» **Problem**
Everything from the line containing "the owl's wing" through the final line of the records must be transcribed verbatim; nothing else belongs in the result.

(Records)
※ ※ ※
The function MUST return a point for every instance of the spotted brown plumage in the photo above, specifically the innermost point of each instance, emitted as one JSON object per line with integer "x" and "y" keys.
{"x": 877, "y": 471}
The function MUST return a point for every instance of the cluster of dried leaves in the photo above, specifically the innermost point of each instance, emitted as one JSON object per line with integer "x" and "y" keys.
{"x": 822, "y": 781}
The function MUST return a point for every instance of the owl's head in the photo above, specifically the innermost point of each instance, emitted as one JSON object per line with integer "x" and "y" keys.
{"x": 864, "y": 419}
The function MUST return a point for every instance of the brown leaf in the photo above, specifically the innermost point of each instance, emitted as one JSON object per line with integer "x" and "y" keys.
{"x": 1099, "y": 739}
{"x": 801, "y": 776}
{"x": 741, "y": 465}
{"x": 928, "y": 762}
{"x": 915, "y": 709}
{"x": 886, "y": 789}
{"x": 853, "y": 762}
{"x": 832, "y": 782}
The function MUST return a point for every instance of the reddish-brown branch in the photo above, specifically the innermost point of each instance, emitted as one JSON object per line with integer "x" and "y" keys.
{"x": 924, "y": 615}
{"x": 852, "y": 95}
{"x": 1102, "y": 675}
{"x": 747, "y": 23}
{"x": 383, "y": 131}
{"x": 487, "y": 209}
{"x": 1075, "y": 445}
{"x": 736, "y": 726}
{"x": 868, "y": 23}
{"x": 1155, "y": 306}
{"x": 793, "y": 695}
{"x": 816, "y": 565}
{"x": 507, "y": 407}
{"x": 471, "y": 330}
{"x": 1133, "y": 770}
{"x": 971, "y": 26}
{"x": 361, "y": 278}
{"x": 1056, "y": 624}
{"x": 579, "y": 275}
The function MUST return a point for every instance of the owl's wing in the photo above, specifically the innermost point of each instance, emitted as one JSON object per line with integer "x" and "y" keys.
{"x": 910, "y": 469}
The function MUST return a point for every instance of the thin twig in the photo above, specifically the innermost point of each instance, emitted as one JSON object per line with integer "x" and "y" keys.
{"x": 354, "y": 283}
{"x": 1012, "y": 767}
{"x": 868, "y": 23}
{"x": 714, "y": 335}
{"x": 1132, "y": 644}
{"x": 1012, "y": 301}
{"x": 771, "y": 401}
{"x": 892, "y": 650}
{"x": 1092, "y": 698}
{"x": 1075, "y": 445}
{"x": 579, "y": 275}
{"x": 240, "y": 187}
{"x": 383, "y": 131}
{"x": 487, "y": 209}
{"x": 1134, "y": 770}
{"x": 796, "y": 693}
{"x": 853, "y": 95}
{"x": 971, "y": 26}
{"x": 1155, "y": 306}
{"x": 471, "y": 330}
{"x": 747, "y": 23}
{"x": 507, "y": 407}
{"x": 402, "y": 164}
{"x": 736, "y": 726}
※ ※ ※
» **Output for this exercise**
The function MUST return a point for every instance of the owl's wing in the photo above, specifically the innermost point of each instance, emitted as one JSON object per line with integer "x" and "y" keys.
{"x": 910, "y": 469}
The function MUST return a point for every instance of the thin twig in the photo above, specifically the innermost point of each instance, emitted as one JSON object per line with integer "x" and "y" keys.
{"x": 354, "y": 283}
{"x": 1012, "y": 767}
{"x": 868, "y": 23}
{"x": 714, "y": 335}
{"x": 1132, "y": 644}
{"x": 1012, "y": 301}
{"x": 771, "y": 401}
{"x": 892, "y": 650}
{"x": 1092, "y": 698}
{"x": 1075, "y": 445}
{"x": 579, "y": 275}
{"x": 240, "y": 187}
{"x": 383, "y": 131}
{"x": 487, "y": 209}
{"x": 1134, "y": 770}
{"x": 796, "y": 693}
{"x": 853, "y": 95}
{"x": 971, "y": 26}
{"x": 1155, "y": 306}
{"x": 471, "y": 330}
{"x": 747, "y": 23}
{"x": 507, "y": 407}
{"x": 402, "y": 164}
{"x": 736, "y": 726}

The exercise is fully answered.